Problem - Reproduce each of the following items word for word, changing nothing.
**** Material provided
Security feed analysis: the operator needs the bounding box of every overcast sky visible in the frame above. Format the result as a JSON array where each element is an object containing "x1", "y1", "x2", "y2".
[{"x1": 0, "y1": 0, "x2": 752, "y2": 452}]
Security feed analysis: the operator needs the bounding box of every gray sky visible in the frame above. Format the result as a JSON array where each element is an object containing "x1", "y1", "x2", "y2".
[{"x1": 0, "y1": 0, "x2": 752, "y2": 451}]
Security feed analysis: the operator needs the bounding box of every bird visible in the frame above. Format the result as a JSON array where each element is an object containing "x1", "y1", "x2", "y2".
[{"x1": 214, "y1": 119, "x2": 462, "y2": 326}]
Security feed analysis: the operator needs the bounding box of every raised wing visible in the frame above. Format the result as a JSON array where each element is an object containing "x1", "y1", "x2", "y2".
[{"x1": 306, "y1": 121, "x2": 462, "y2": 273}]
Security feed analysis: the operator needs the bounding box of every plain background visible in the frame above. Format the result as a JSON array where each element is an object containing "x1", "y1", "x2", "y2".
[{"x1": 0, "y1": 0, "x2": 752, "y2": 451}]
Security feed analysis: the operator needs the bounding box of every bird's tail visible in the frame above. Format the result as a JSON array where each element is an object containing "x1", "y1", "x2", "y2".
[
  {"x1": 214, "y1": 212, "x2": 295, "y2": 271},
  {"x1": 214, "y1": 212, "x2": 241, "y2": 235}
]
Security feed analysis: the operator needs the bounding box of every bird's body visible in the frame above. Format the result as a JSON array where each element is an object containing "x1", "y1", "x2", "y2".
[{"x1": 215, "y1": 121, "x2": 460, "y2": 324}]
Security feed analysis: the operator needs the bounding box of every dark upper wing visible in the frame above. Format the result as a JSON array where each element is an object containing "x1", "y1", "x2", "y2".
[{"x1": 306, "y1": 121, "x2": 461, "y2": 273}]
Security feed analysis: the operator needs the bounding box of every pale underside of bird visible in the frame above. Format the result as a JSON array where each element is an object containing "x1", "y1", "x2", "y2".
********
Full solution -
Security feed analysis: the operator needs the bounding box of every overcast sky visible in the frame above. Format the result as a JSON array where each element is an object containing "x1", "y1", "x2", "y2".
[{"x1": 0, "y1": 0, "x2": 752, "y2": 452}]
Security feed analysis: the operator needs the bounding box of every gray sky visible in the frame above. Format the result as a JSON array where each element is an object containing "x1", "y1", "x2", "y2".
[{"x1": 0, "y1": 0, "x2": 752, "y2": 451}]
Security feed analysis: the operator needs the bounding box of every bird visible in the frame above. Format the result as a JSON array where each element is an object containing "x1", "y1", "x2", "y2".
[{"x1": 214, "y1": 119, "x2": 462, "y2": 326}]
Security feed analysis: the operator needs the bounding box of every raised wing visible in the frame above. Format the result as a JSON array where each element is an object containing "x1", "y1", "x2", "y2".
[{"x1": 306, "y1": 121, "x2": 462, "y2": 273}]
Security feed analysis: the operator needs the bounding box of every plain background visible in the frame above. Format the result as a JSON array where each element is an object containing "x1", "y1", "x2", "y2".
[{"x1": 0, "y1": 0, "x2": 752, "y2": 451}]
Security feed analysis: the operator needs the bounding box of every bird's tail visible in the frame above. Format the result as a JSON array where each element is an object containing "x1", "y1", "x2", "y2".
[
  {"x1": 214, "y1": 212, "x2": 295, "y2": 271},
  {"x1": 214, "y1": 212, "x2": 241, "y2": 235}
]
Security feed analysis: the operator needs the bounding box of every bird's body visible in the frame above. Format the result as a JSON array where each element is an object containing "x1", "y1", "x2", "y2".
[{"x1": 215, "y1": 121, "x2": 460, "y2": 324}]
Security feed analysis: the operator needs the bounding box of every dark upper wing visible in the frame above. Format the result as a JSON array where each element is an object containing "x1", "y1", "x2", "y2".
[{"x1": 306, "y1": 121, "x2": 461, "y2": 273}]
Security feed analysis: the operator needs the bounding box of every pale underside of bird visible in the frame above. Format the result as a JSON array where each element is an object containing "x1", "y1", "x2", "y2".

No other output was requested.